(Data items)
═══
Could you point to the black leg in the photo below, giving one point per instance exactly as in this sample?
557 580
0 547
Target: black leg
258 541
═══
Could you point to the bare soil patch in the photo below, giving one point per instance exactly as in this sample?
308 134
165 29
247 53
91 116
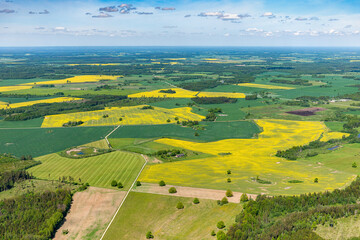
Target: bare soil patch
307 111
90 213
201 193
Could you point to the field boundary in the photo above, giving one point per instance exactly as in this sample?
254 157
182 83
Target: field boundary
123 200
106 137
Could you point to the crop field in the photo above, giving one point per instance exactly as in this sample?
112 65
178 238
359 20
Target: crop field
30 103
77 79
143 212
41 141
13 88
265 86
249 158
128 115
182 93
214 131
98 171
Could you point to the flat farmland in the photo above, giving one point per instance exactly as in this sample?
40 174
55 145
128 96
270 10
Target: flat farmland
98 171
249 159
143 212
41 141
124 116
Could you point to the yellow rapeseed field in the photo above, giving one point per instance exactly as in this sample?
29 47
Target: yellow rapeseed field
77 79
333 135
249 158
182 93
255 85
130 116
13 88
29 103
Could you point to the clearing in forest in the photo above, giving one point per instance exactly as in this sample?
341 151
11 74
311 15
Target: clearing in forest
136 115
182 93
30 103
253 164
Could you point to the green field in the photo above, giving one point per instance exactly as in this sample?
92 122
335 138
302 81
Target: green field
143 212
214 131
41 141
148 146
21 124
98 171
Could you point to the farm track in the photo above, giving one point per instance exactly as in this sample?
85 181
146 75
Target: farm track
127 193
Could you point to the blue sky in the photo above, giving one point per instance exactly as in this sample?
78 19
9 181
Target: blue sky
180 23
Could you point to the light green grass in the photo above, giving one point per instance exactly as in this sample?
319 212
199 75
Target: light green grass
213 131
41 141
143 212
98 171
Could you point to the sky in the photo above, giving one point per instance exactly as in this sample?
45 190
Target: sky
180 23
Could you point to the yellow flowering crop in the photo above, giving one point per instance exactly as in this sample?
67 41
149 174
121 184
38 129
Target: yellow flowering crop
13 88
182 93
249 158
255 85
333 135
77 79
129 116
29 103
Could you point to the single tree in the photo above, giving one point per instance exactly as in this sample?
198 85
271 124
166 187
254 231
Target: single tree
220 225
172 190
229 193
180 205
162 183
═══
Exercise aim - For the string "below", work out how many lines of the entries contain it and reply with that number alone.

The completed task - 2